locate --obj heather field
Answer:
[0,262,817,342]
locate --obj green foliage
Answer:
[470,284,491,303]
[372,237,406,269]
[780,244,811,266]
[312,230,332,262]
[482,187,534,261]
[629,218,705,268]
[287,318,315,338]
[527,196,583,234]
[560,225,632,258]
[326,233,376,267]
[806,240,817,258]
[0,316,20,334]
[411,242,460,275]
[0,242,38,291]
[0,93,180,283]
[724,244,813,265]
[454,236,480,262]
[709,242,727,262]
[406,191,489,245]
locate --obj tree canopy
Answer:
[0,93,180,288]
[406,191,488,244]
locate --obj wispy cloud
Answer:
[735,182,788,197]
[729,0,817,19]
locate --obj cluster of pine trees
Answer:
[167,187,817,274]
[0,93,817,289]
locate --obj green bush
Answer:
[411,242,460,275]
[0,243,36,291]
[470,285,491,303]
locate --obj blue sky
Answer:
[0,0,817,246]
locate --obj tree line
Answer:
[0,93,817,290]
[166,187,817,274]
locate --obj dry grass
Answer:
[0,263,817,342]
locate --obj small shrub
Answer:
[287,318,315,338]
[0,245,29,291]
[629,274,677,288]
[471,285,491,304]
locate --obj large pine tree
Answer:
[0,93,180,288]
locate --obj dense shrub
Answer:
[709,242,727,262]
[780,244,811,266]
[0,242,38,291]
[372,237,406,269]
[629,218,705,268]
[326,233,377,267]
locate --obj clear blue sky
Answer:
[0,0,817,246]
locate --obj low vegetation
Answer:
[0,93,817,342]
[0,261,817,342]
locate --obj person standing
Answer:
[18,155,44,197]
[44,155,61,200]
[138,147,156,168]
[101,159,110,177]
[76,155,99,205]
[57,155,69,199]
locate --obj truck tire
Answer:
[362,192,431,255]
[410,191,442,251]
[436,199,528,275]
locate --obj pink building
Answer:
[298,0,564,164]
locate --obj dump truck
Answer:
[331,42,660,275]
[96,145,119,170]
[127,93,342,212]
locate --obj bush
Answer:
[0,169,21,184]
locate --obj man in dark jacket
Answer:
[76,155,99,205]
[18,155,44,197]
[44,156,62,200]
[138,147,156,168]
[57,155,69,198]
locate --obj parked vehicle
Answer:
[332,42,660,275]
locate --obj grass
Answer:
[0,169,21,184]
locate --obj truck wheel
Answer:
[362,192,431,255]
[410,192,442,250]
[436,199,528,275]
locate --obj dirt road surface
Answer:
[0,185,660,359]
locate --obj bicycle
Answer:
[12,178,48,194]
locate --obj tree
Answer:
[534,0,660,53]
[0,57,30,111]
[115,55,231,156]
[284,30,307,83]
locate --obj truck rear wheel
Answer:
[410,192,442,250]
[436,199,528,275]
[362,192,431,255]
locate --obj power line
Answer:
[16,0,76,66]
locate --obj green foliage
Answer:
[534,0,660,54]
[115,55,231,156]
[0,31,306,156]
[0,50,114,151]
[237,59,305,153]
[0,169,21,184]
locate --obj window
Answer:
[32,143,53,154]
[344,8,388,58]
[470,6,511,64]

☆ ☆ ☆ ☆ ☆

Rewrite all of the lines above, swapping "green foliage" for "leafy greenery" wherever it occurs and leaving everything else untouched.

=== RESPONSE TO THIS EXERCISE ===
locate --obj heather field
Answer:
[0,262,817,342]
locate --obj leafy greenery
Answer:
[470,284,491,303]
[372,237,406,269]
[780,244,811,266]
[312,230,332,262]
[482,187,534,261]
[629,218,705,268]
[287,318,315,338]
[527,196,583,234]
[560,225,632,258]
[326,233,376,267]
[806,240,817,258]
[0,316,20,334]
[411,242,460,275]
[0,242,38,291]
[0,93,180,283]
[724,244,813,265]
[454,236,480,262]
[709,242,727,262]
[406,191,489,245]
locate --obj tree canopy
Answer:
[0,93,180,288]
[406,191,488,244]
locate --obj wispy cloud
Answer:
[735,182,788,197]
[729,0,817,19]
locate --obj cluster of pine trees
Answer:
[167,187,817,274]
[0,93,817,289]
locate --obj green bush
Answer:
[411,242,460,275]
[0,243,36,291]
[470,285,491,303]
locate --obj blue sky
Answer:
[0,0,817,246]
locate --obj tree line
Answer:
[0,93,817,290]
[166,187,817,274]
locate --obj dry grass
Answer:
[0,263,817,342]
locate --obj small shrub
Answer:
[287,318,315,338]
[0,245,29,291]
[629,274,677,288]
[471,285,491,304]
locate --obj large pine tree
Answer:
[0,93,180,288]
locate --obj dense shrub
Answer:
[709,242,727,262]
[780,244,811,266]
[0,242,38,291]
[372,237,406,269]
[629,218,705,268]
[326,233,377,267]
locate --obj clear blue sky
Answer:
[0,0,817,246]
locate --obj low vegetation
Answer:
[0,93,817,342]
[0,261,817,342]
locate --obj person standing
Answer:
[18,155,44,197]
[44,155,61,200]
[138,147,156,168]
[101,159,110,177]
[76,155,99,205]
[57,155,69,199]
locate --obj truck tire
Answer:
[362,192,431,255]
[410,191,442,251]
[436,199,528,275]
locate --obj pink building
Answer:
[298,0,564,164]
locate --obj dump truck
Answer:
[331,42,660,275]
[96,145,119,170]
[127,93,342,212]
locate --obj bush
Answer:
[0,169,21,184]
locate --obj man in dark jacket
Answer:
[76,155,99,205]
[18,155,44,197]
[44,156,62,200]
[138,147,156,168]
[57,155,69,198]
locate --obj parked vehicle
Answer:
[332,42,660,275]
locate --obj grass
Answer:
[0,169,21,184]
locate --obj truck wheel
Answer:
[362,192,431,255]
[410,192,442,250]
[436,199,528,275]
locate --obj dirt road surface
Answer:
[0,185,660,359]
locate --obj bicycle
Answer:
[12,178,48,194]
locate --obj tree
Answer:
[534,0,660,53]
[0,57,30,111]
[115,55,231,156]
[284,30,307,83]
locate --obj truck rear wheel
Answer:
[410,192,442,250]
[436,199,528,275]
[362,192,431,255]
locate --obj power line
Answer:
[16,0,76,66]
locate --obj leafy greenery
Answer:
[534,0,660,54]
[115,55,231,156]
[0,31,306,156]
[0,50,114,151]
[237,59,305,153]
[0,169,21,184]
locate --obj window
Answer:
[32,143,53,154]
[344,8,388,58]
[470,6,511,64]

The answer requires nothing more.